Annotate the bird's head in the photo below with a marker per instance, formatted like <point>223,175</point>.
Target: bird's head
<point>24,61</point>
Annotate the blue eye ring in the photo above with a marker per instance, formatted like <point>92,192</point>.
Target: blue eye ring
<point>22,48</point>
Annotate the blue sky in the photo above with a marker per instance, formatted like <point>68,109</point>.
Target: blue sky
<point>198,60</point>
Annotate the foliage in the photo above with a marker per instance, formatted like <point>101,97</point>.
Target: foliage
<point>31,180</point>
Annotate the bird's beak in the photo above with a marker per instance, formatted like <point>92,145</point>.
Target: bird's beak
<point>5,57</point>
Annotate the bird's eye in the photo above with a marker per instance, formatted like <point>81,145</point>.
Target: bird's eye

___

# EXERCISE PROMPT
Each entry above must be printed exactly as written.

# OUTPUT
Annotate the bird's head in the photo below with a marker per instance, formatted like <point>223,175</point>.
Target: bird's head
<point>24,61</point>
Annotate the blue eye ring in the photo above with a marker per instance, formatted like <point>92,192</point>.
Target: blue eye ring
<point>22,48</point>
Annotate the blue sky in the photo above with a marker per instance, formatted like <point>68,109</point>.
Target: blue sky
<point>198,60</point>
Annotate the foliage in the photo above with a marker per instance, formatted like <point>101,97</point>.
Target: foliage
<point>31,180</point>
Annotate the bird's beak in the photo above with a marker per instance, formatted like <point>92,145</point>.
Target: bird's beak
<point>5,57</point>
Annotate the bird's eye in the photo above with a marker per instance, formatted like <point>81,145</point>.
Target: bird's eye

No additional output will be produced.